*Work order*.
Each line below should be copied exactly as it stands.

--- Material to process Enclosed Below ---

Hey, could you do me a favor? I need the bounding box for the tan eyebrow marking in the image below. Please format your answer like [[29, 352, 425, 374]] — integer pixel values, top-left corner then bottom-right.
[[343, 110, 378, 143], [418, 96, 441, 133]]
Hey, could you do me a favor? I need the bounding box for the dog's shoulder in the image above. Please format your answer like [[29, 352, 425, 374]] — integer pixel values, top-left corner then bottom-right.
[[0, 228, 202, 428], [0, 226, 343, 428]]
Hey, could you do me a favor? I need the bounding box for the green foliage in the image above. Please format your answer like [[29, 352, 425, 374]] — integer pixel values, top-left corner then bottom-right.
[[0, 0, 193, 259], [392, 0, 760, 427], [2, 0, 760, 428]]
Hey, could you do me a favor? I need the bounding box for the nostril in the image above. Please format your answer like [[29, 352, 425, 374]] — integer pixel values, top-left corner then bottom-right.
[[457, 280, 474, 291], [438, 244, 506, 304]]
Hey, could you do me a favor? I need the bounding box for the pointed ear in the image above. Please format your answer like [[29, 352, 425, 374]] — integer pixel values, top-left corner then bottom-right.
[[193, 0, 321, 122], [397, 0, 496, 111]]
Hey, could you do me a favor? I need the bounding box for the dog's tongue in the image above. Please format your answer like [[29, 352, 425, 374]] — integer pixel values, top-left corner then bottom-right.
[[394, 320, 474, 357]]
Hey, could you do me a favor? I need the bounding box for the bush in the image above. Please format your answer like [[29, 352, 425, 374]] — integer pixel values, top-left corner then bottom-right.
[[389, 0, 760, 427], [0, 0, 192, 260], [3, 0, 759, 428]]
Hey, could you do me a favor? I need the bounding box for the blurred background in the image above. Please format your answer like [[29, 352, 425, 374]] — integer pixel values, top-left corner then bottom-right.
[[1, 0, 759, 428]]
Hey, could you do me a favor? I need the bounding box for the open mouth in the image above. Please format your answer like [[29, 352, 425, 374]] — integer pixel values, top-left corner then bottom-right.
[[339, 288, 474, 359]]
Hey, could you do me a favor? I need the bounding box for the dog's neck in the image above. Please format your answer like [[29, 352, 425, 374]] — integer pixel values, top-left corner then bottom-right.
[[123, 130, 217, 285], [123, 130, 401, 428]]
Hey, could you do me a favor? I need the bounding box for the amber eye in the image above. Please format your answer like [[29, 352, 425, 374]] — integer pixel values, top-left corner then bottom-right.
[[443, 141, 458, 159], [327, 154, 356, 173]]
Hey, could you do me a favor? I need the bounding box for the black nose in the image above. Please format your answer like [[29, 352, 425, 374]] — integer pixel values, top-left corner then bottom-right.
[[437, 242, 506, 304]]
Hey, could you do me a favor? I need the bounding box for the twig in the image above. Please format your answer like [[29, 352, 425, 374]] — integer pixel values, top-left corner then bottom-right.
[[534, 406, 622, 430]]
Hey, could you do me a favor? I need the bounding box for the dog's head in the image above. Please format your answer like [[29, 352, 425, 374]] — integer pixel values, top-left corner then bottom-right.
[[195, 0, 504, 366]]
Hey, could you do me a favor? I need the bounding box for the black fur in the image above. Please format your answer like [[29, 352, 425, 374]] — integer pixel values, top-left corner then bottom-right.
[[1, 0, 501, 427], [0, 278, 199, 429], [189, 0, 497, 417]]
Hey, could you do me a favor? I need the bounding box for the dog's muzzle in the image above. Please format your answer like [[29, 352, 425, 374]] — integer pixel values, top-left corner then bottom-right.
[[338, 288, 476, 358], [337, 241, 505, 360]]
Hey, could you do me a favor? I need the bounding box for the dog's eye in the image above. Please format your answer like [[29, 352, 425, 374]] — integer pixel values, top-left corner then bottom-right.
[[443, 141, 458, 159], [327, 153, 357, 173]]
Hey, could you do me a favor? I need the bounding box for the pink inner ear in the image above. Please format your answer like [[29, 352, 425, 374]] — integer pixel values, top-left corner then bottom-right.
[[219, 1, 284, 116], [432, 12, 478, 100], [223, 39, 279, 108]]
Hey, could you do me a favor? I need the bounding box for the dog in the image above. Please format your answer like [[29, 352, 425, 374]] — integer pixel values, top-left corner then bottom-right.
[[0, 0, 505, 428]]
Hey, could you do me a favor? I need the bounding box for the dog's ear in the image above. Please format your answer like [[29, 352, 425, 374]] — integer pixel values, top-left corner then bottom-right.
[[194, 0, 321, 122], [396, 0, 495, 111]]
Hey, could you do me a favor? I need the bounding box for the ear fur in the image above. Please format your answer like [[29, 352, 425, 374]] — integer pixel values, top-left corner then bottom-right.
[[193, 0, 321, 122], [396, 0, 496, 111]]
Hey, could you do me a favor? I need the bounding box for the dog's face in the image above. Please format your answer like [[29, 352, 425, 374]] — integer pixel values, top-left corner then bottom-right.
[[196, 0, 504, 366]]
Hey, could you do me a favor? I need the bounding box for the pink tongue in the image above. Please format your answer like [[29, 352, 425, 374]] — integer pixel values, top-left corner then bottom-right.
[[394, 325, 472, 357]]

--- End of Enclosed Material to process ---

*Answer section*.
Hey, could you do me a favor? I need the bounding box for the tan eyebrow marking in the image below. Please format your answer like [[29, 352, 425, 374]] — integer pixel values, top-left corner then bottom-right.
[[343, 110, 378, 143], [418, 96, 441, 133]]
Hey, could you do me a favor? I need the bounding box for the dog's shoulder in the image above. Please format your answer like [[29, 352, 425, 374]] — integer pixel values, top-left corner then bottom-right.
[[0, 228, 202, 428], [0, 226, 343, 428]]
Hey, could you do me a favor? I need the bounding box for the green foliage in the image above. Please format your answer like [[29, 352, 425, 374]] — integer pixel values, top-left corner then bottom-right.
[[0, 0, 193, 259], [392, 0, 760, 427], [2, 0, 760, 428]]
Hey, could you do me a favor? I need the bounding box for the nostril in the image above. Please format your answer like [[29, 352, 425, 374]] — integer pixel values, top-left corner then bottom-right.
[[457, 280, 474, 291], [438, 244, 506, 304]]
Hey, could you do me a favor? I need the bounding box for the pointed ear in the image above. Please format your answer like [[29, 352, 425, 374]] — integer pixel values, top-left corner then bottom-right.
[[193, 0, 321, 122], [397, 0, 496, 111]]
Hey, could you do me a favor? I need the bounding box for the dog's tongue in the image above. Please format your answer like [[29, 352, 425, 374]] — integer pixel values, top-left corner then bottom-right.
[[394, 320, 474, 357]]
Hey, could you do me a favor? I need the bounding box for the bush in the image above. Please format your answer like [[29, 352, 425, 374]] — integer pixel values, top-left corner then bottom-right.
[[389, 0, 760, 427], [0, 0, 192, 260], [3, 0, 759, 428]]
Hey, could you do me a favor? I need the bounding box for the blurred background in the image above. Please format your answer like [[29, 352, 425, 374]] — integer pixel values, top-left corner then bottom-right.
[[1, 0, 759, 428]]
Hey, could you do me a favor? I need the bounding box for the open mouth in the image above. Please format your answer like [[29, 352, 425, 374]] — integer pixel values, top-left corner then bottom-right.
[[339, 288, 474, 359]]
Hey, could you do me a favor? I need the bounding box for the dog's neck in the image above. Please format your answer like [[29, 352, 425, 374]] — integer pixel values, top-left corner then bottom-right.
[[123, 130, 217, 285], [123, 130, 401, 428]]
Hey, could you do me a favor? I need the bounding box for the amber eye in the image above. Please format your answer like [[29, 352, 425, 374]] — integer pixel values, top-left corner then bottom-right.
[[443, 141, 458, 159], [327, 154, 356, 173]]
Hey, could you do me a favor? I need the bounding box for the black nose in the image above. Please format your answer like [[29, 352, 425, 374]] — integer pixel values, top-left corner then bottom-right.
[[437, 242, 506, 304]]
Hey, could you do me a favor? I need the bounding box for the twig in the image above. Please format your answer like [[29, 352, 425, 374]] — integer pixel values, top-left corner then bottom-right.
[[534, 406, 622, 430]]
Hey, could you do me a favor? I need the bounding box for the dog's head in the image above. Please format your answer like [[29, 352, 425, 374]] — integer pixel values, top-left corner then bottom-right.
[[195, 0, 504, 366]]
Hey, could you do me a favor? I need the bounding box for the black fur in the image above. Please format your answer like [[29, 352, 425, 374]] — integer pixel values, top-left corner then bottom-right.
[[1, 0, 501, 427], [0, 278, 199, 429], [189, 0, 497, 417]]
Hey, could you do me a favor? I need the bounding box for the dog's muzzle in the image above. Please format your answer like [[29, 352, 425, 374]] — integer pixel values, top-left corner then bottom-right.
[[338, 288, 476, 358], [337, 241, 505, 360]]
Hey, could you do me a favor? I need the bounding box for the dog's eye in the image above. Please format your answer like [[29, 352, 425, 374]] — integer pixel values, top-left corner then bottom-right.
[[443, 141, 458, 159], [327, 153, 357, 173]]
Hey, could you do me a favor? I need the bounding box for the pink inner ear in the image above. Please format your answer like [[29, 352, 425, 374]] — integer pixel values, top-left corner then bottom-right.
[[219, 1, 284, 116], [432, 12, 478, 100], [223, 39, 279, 108]]
Hey, could you do me a favor? I need the bounding box for the dog in the image above. Please format your answer like [[29, 352, 425, 374]] — integer pixel values, top-left corner then bottom-right.
[[0, 0, 505, 428]]
Hey, could you do me a favor? I need the bounding box for the dog's ear in the image above. Please format your answer like [[29, 352, 425, 374]] — integer pixel values, top-left corner then bottom-right.
[[194, 0, 321, 122], [396, 0, 495, 111]]
Hey, could you do me a favor? I need the bounding box for the ear fur in the image above. Please format your answer like [[29, 352, 425, 374]] — integer pixel values, top-left corner then bottom-right.
[[193, 0, 321, 122], [396, 0, 496, 111]]
Hey, could you do me a favor? I need the bounding box for the dog's face in the image above. Please format your answer like [[29, 352, 425, 374]] — integer pixel values, top-left corner then bottom-right.
[[196, 0, 504, 366]]
Hey, could you do me a favor? I need the bounding box for the pink tongue in the image above. Please format your answer like [[29, 352, 425, 374]] — integer pixel values, top-left corner then bottom-right.
[[394, 325, 472, 357]]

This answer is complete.